Please count the lines in the rows below that contain the word "nightstand", and give only that number.

> RECORD EXCERPTS
-- start --

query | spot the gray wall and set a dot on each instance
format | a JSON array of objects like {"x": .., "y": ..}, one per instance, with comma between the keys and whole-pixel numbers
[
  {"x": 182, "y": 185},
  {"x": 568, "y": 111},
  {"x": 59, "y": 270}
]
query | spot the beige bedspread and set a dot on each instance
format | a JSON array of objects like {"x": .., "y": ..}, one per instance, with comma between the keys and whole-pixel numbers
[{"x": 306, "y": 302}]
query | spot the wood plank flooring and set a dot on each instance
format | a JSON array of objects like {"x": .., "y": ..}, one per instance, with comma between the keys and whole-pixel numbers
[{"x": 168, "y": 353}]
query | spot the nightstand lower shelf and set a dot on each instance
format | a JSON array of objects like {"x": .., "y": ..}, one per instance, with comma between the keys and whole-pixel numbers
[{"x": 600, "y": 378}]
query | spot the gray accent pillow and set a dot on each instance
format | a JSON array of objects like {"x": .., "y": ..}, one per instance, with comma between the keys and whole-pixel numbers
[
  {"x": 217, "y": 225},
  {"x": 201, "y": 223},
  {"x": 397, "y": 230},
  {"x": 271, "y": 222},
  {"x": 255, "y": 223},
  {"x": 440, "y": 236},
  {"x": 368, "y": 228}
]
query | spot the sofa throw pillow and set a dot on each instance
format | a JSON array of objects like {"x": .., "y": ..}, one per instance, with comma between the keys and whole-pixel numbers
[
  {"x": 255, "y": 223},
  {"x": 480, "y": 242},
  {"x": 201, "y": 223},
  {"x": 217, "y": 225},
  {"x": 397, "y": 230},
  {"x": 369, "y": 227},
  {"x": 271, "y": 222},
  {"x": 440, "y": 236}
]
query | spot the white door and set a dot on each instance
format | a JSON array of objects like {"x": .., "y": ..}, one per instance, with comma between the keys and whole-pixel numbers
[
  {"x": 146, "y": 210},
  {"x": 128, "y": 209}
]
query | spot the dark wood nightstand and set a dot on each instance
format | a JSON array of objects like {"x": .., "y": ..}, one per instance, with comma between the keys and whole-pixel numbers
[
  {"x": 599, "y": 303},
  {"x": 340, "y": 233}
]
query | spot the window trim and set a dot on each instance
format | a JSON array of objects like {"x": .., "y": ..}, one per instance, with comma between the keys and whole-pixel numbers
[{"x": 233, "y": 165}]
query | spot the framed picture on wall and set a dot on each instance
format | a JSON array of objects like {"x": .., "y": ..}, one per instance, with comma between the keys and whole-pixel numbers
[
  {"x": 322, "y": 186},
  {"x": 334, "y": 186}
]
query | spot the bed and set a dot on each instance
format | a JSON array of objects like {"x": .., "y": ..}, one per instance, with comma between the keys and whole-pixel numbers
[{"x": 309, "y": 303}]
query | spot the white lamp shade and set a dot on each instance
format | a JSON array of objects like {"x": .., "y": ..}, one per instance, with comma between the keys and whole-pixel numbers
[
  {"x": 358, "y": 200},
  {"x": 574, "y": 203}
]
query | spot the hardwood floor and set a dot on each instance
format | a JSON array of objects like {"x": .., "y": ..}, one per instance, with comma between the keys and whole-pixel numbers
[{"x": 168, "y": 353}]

-- end --
-- start --

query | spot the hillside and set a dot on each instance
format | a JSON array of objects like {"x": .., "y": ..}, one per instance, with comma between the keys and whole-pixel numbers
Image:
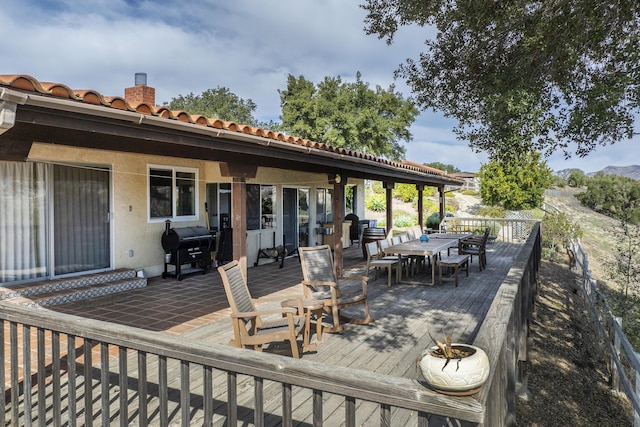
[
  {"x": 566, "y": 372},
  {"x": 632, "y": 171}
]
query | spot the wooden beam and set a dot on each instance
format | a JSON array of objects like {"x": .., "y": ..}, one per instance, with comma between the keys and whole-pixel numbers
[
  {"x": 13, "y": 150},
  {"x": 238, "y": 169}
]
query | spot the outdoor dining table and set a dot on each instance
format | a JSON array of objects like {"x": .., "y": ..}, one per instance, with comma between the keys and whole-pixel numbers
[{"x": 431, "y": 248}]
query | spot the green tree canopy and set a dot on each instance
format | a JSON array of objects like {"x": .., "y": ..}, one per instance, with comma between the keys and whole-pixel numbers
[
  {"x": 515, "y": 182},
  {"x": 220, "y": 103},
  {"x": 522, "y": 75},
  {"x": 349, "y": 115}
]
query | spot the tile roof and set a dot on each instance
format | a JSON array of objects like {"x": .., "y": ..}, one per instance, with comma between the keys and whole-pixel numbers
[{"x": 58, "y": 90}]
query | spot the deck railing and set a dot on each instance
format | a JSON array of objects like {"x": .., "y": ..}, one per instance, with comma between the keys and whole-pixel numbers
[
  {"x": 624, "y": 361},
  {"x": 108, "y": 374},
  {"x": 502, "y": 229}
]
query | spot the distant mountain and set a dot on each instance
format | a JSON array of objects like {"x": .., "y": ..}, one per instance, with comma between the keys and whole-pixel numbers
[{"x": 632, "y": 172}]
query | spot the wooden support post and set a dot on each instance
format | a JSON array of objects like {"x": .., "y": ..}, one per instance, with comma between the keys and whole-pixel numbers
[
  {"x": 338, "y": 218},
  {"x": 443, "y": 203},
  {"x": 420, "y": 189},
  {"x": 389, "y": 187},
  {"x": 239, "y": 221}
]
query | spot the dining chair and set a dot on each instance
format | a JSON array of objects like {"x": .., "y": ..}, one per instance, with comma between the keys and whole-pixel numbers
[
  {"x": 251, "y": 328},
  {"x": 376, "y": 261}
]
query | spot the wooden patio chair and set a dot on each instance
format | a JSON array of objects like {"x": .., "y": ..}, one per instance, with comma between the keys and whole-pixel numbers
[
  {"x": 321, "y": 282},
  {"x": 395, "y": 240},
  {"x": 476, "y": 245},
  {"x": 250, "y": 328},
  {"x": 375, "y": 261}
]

-- end --

> TASK RESPONSE
2